▶ **DATA EXTRACTS**:
+--

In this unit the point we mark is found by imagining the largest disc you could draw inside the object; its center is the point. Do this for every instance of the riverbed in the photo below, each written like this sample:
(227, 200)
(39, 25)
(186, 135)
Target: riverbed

+--

▶ **TASK DETAILS**: Each record shown above must be printed once more, exactly.

▶ **SOLVED EXERCISE**:
In this unit the point we mark is found by imagining the largest disc you could draw inside the object; its center is the point. Do this for every instance of the riverbed in the photo below, each written like this sample:
(227, 200)
(39, 25)
(186, 135)
Target: riverbed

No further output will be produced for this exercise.